Introducing Dr. Olivier St-Cyr

The fall semester is less than two months away and KMDI is excited to announce the addition of new iSchool/KMDI faculty member, Dr. Olivier St-Cyr.

St-Cyr completed his PhD at U of T and has specialized in research on Human Factors and Human-Computer Interaction.  His research interests include: human-computer interaction, ecological interface design, cognitive engineering and much more.  In Fall 2016 and Winter 2017, Dr. St-Cyr will be teaching KMD 1001H: Theory and Methods in Knowledge Media. We asked Dr. St-Cyr a few questions to help our wide collaborative institution to get to know him.

What interests you about the Knowledge Media Design Institute as a whole?

The interdisciplinary character of the institute is what interests me the most. Many students on campus from very varied disciplines are working on design problems and solutions as part of their graduate work. It’s nice to know there is an institute that can give these students the tools to think about their design from different points of view. I think design solutions benefit the most when someone looks/critiques your design from a completely different angle than yours. It makes designers realize how diverse people are. This in turns translates to design solutions that work for people.

What are you looking forward to about being a professor here at KMDI?

First and foremost, I’m looking forward to meeting the students. Learning at the graduate level is a shared responsibility. Yes, the students will learn a lot from my courses, but I’m looking forward to learning just as much from them. I’m looking forward to hearing their stories, why they chose KMDI, how does KMDI (and my courses) fit into their program and studies. I’m also looking forward to transmitting my passion for User-Centred Design (UCD) to the students. I’m been teaching UCD for 10 years in different schools/programs and I’m really passionate about the topic. I want the students who take my courses to development the same enthusiasm as my professors gave me when I was a student.

Your main research focuses surround Human Factors and Human-Computer Interaction. Could you tell us about any current research projects?

As a teaching-stream professor (i.e., lecturer) my main areas of focus are teaching and pedagogical approaches to higher-level learning. I’m currently re-designing the User Experience Design (UXD) centration for the Faculty of Information (iSchool), including the course KMD1001. This re-design effort will ensure our UXD graduate receive the most up-to-date education in Human-Computer Interaction (HCI) and are ready for the workplace after graduation. I’m also interested to study approaches to implementing and teaching HCI courses at the graduate level.

From your past experiences could you tell us what you’ve learned about collaboration with people from other academic disciplines?

Stored items
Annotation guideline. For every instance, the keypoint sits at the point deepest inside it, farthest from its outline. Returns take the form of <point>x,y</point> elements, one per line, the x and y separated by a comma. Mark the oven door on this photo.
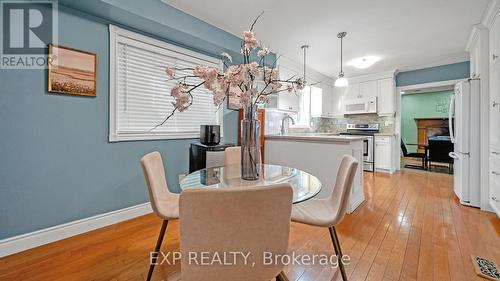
<point>368,149</point>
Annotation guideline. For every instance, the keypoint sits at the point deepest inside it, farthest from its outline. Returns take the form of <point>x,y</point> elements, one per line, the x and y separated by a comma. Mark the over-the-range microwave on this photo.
<point>360,106</point>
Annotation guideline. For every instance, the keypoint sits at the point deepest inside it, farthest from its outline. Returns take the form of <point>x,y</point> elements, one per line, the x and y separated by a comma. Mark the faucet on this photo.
<point>283,129</point>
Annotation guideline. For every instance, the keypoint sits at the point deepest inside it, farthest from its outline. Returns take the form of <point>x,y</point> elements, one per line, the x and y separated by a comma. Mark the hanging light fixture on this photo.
<point>341,80</point>
<point>304,49</point>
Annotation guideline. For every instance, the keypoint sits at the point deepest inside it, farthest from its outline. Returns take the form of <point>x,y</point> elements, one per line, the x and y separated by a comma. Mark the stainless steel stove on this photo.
<point>368,130</point>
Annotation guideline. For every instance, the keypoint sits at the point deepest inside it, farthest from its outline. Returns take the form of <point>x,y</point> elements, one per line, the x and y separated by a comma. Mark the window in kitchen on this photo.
<point>140,91</point>
<point>310,104</point>
<point>304,114</point>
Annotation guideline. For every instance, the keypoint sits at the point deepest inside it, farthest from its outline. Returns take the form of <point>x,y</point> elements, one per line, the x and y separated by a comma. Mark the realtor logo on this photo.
<point>27,29</point>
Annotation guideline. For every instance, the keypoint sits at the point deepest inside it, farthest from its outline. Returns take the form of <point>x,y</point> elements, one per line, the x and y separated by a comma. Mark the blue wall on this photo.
<point>56,163</point>
<point>433,74</point>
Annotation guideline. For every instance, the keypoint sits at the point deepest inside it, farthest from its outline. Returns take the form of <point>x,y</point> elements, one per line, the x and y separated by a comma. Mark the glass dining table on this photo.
<point>305,186</point>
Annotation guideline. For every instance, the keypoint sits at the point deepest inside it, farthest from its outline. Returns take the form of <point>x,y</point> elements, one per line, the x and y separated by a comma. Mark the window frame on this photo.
<point>114,34</point>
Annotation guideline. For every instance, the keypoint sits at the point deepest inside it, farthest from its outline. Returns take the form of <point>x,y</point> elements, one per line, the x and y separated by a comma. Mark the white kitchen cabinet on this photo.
<point>368,89</point>
<point>494,39</point>
<point>322,100</point>
<point>494,194</point>
<point>475,59</point>
<point>338,97</point>
<point>384,148</point>
<point>352,91</point>
<point>495,104</point>
<point>317,101</point>
<point>286,100</point>
<point>386,97</point>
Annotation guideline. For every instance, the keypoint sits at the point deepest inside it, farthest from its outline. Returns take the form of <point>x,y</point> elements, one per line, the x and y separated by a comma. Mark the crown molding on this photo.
<point>490,13</point>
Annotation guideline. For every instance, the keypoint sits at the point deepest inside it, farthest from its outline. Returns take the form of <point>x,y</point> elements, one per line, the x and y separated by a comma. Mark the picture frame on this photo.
<point>72,71</point>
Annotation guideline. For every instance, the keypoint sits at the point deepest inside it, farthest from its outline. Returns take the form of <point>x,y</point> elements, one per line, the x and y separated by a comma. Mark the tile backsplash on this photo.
<point>338,125</point>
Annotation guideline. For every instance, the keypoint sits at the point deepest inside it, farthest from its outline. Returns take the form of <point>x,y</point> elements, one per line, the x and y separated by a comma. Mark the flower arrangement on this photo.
<point>238,80</point>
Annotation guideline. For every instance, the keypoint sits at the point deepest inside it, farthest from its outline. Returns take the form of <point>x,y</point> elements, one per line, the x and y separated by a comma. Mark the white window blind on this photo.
<point>140,91</point>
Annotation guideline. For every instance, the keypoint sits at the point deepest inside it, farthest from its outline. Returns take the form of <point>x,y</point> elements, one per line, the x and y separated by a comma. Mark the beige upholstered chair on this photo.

▸ **What you have to do**:
Revise the announcement from "St-Cyr completed his" to "to know him.", swapping "cognitive engineering" for "cognitive ergonomics". This material has no role in the exercise.

▸ **Answer for this exercise**:
St-Cyr completed his PhD at U of T and has specialized in research on Human Factors and Human-Computer Interaction.  His research interests include: human-computer interaction, ecological interface design, cognitive ergonomics and much more.  In Fall 2016 and Winter 2017, Dr. St-Cyr will be teaching KMD 1001H: Theory and Methods in Knowledge Media. We asked Dr. St-Cyr a few questions to help our wide collaborative institution to get to know him.